● **Text excerpt**:
○ ○ ○ ○ ○ ○ ○

I arrived here yesterday afternoon after a seven hour ferry ride – on rough seas – from Grand Portage, MN. I’m waiting now to board another ferry that will take me to Copper Harbor, MI, where I will once again be pedaling my two-wheeler.
A little intro to the Isle Royale:
An island in Lake Superior designated a National park, over 99% designated wilderness, popular with backpackers, only accessible April to October. Resident creatures include wolves, moose, beaver, rabbits, loons, miscellaneous amphibians, not to mention mosquitoes and black flies. The landscape, vegetation, and rocky shores all are reminiscent of Maine – to the point where I have not been inspired to take many photos as it all seems so familiar. Nevertheless, like Maine, it is beautiful beyond description. My time here has been limited, yet I have managed to take a couple of hikes which helped me get a feel for the place. On yesterday’s afternoon hike, a six or seven mile walk, I encountered a moose (or should I say we encountered one another.) It was close (within 10 feet), but brief. She was gone (out of sight) before I realized she was there. Seeing a moose is not something everyone who visits here is fortunate enough to experience. It is yet another gift I’ve been given on this trip.
Arrived on the Upper Peninsula last evening around 6pm. Rode 10 miles south of Copper Harbor until I began to run out of daylight. Camped in an open space off a side road. The night was damp, so I’m waiting for things to dry out. I’m anxious to get on the road, but putitng the tent away wet is not ideal, so maybe time for a few notes.
I’ve wanted to get back to some of those thoughts that I have while sitting on the bike saddle pedaling away the miles. I had previously written about hills (see blog from 7/24 and 7/25). Today I’d like to talk about headwind and tailwind.
For a cyclist, a headwind is like a never ending hill. When climbing a hill there is the thought always in the back of your mind that once you crest the hill there will be a complementary downhill, usually of equal length and grade. But with a headwind, there is no complementary relief – even the downhill parts of the ride require work. There is no relief unless the wind changes direction (this doesn’t happen often) or the wind lets up (this usually doesn’t happen untill the evening of the day).
During this trip, thus far, I have only encountered one day when I had to ride into a headwind for an entire day. As I did in those earlier blogs where I thought metaphorically about the uphill and downhill sides of life, I also created a metaphor in my mind for headwinds.
Things have dried out. Time to pack up and hit the road. More on this subject later.
Yes! Headwinds – interestingly enough, I had to deal with a headwind after this entry. It was a strong one but thankfully only intermittent gusts.
The metaphor that occurred to me when riding into a constant headwind was this: For some people, their entire life might feel like they are riding into a headwind. For some – people of color, indigenous people, even women – it may seem like this headwind has lasted for generations. An obstacle that never seems to subside. For these people, this headwind is systemic – without remedy. Totally out of their control. While considering this metaphor, I thought of my own mother – a widow at 35 with three children under 7 who also took on the responsibility of caring for her father who had had a stroke. Trying to get assistance was, for her, humiliating. And so the wind was in her face and seemingly endless. Granted, my mother, being white, did not have the systemic obstacles to deal with unless overcoming poverty is considered an obstacle.

○ ○ ○ ○ ○ ○ ○

● **Source data**:

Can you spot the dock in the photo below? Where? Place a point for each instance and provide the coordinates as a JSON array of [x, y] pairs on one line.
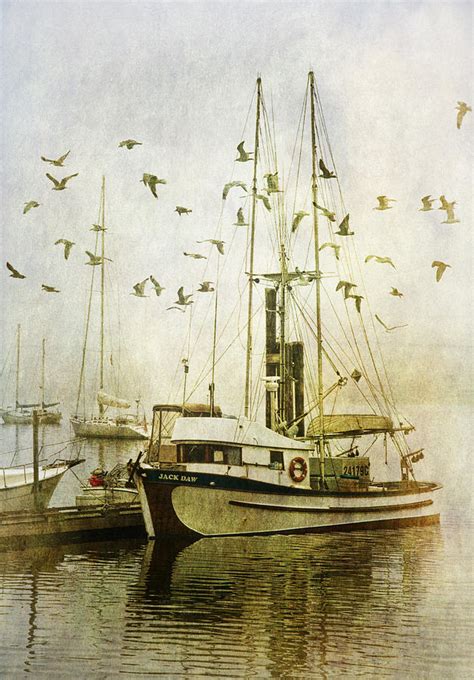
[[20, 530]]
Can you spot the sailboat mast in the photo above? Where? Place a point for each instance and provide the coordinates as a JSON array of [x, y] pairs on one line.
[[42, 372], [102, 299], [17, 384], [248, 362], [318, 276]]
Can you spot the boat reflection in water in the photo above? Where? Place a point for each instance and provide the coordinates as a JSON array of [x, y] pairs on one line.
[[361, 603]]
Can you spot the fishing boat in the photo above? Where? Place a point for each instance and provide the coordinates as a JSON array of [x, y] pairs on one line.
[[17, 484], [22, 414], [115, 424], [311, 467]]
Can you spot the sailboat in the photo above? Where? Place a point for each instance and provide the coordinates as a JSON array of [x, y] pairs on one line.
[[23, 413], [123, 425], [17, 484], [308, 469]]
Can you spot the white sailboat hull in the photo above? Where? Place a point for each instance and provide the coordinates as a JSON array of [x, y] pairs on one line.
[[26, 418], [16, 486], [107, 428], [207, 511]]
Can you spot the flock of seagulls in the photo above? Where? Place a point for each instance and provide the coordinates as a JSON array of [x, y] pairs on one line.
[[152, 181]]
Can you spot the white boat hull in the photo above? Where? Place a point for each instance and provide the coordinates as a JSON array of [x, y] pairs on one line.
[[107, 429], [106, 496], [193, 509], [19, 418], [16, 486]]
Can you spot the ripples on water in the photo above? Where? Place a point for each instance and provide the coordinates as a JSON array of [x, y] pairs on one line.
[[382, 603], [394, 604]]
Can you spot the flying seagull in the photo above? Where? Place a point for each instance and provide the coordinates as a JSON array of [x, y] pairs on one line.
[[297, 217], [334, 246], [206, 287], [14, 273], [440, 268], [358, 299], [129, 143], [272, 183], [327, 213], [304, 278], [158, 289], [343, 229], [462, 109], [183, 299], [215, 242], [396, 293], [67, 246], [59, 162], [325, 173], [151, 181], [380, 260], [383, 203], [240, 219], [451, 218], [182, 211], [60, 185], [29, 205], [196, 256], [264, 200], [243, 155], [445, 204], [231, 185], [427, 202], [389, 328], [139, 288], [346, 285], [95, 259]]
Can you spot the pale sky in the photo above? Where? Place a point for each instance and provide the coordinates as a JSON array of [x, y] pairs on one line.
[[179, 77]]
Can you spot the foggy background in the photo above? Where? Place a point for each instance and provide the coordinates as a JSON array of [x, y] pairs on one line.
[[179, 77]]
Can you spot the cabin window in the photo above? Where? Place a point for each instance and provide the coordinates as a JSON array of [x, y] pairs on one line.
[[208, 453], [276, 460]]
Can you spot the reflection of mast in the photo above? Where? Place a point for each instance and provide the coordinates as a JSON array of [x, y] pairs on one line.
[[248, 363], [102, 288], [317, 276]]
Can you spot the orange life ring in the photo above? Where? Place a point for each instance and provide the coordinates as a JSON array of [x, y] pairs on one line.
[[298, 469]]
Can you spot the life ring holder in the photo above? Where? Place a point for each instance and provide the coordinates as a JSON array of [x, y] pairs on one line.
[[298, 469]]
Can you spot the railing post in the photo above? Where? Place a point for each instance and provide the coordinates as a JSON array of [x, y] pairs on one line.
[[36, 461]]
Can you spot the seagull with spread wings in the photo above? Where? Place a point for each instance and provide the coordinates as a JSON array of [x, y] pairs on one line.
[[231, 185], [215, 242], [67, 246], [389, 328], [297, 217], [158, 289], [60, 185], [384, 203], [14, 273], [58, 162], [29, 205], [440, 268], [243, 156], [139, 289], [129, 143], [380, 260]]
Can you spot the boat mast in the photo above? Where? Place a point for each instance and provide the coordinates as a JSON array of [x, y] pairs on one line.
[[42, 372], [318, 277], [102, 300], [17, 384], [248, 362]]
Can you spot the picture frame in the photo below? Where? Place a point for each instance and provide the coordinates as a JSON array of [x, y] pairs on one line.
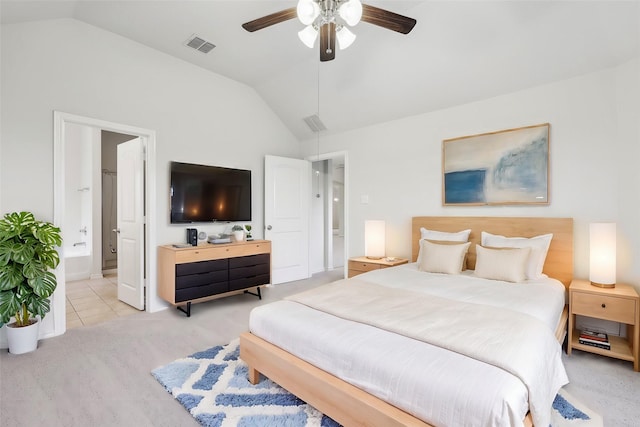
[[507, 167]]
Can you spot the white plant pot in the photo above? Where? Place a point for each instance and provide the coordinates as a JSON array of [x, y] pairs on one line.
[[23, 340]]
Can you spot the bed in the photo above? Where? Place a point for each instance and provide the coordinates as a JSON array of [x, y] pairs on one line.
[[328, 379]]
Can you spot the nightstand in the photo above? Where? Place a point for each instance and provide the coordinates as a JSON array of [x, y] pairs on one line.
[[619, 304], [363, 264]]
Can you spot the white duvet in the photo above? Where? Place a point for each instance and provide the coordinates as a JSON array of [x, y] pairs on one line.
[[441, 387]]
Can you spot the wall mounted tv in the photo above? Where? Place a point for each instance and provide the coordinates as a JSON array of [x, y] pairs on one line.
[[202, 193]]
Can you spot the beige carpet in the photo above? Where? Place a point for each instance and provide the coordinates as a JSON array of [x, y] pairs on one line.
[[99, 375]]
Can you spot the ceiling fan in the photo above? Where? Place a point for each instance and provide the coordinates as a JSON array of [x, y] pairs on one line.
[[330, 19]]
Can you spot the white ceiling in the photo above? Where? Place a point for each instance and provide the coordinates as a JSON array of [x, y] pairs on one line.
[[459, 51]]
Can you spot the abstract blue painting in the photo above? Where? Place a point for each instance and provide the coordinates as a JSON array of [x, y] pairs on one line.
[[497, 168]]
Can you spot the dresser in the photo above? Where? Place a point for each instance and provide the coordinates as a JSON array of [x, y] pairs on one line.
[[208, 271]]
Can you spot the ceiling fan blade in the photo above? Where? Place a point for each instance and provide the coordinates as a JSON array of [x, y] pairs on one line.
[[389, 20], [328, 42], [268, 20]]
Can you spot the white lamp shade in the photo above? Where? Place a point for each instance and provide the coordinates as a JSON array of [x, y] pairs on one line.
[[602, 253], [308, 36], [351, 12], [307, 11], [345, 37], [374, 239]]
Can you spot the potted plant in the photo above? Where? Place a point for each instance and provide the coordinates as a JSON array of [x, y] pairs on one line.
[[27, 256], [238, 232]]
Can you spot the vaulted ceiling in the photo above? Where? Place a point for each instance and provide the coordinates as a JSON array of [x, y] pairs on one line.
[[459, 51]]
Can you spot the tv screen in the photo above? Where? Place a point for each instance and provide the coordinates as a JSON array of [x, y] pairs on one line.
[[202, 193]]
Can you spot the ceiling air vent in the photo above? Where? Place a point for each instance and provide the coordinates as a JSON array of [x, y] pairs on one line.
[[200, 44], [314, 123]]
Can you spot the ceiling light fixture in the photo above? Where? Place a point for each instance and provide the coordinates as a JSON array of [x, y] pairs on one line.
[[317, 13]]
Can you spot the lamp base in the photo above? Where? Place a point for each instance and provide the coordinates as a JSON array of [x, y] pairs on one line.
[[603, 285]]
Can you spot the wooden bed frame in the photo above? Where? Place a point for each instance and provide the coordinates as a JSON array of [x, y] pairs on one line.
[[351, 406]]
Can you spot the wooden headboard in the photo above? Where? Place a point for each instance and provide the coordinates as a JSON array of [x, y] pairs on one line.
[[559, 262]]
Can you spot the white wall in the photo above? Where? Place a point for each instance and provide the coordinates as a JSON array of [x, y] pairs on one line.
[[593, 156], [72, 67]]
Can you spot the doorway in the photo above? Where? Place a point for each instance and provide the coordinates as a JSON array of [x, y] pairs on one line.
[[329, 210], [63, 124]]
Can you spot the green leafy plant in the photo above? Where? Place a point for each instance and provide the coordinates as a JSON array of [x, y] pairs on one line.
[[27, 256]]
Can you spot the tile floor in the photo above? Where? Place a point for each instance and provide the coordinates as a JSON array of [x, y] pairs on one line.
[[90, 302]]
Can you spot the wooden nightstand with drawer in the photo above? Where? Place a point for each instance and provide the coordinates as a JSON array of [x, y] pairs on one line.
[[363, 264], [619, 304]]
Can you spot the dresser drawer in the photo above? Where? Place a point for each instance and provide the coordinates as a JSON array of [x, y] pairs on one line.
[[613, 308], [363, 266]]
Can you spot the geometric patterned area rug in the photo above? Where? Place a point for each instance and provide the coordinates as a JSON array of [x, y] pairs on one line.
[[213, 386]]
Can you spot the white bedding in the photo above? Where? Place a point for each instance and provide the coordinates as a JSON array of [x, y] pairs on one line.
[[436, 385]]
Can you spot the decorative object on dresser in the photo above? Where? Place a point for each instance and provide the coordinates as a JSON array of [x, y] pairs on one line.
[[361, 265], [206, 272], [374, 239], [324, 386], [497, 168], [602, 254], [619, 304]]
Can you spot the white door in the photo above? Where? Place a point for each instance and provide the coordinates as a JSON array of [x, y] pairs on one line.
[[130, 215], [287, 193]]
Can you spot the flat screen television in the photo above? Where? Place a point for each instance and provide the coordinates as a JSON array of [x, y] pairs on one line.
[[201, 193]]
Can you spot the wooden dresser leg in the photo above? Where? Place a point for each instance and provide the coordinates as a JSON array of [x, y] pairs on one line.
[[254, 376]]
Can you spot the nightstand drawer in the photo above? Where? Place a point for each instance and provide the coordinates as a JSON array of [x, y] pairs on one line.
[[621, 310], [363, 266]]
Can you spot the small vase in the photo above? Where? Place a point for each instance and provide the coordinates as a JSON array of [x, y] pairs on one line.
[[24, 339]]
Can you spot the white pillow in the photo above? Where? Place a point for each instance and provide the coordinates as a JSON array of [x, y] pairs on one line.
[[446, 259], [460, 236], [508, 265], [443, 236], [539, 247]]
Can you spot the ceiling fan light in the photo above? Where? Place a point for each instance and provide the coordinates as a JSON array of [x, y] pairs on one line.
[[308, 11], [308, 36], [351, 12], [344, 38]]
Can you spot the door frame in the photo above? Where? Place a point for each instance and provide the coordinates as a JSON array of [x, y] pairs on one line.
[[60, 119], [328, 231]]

○ ○ ○ ○ ○ ○ ○

● **Work task**: Reproduce the part of the cycling trip journal starting at "I arrived here" and ending at "pedaling my two-wheeler.", word for word.

● **Your response**:
I arrived here yesterday afternoon after a seven hour ferry ride – on rough seas – from Grand Portage, MN. I’m waiting now to board another ferry that will take me to Copper Harbor, MI, where I will once again be pedaling my two-wheeler.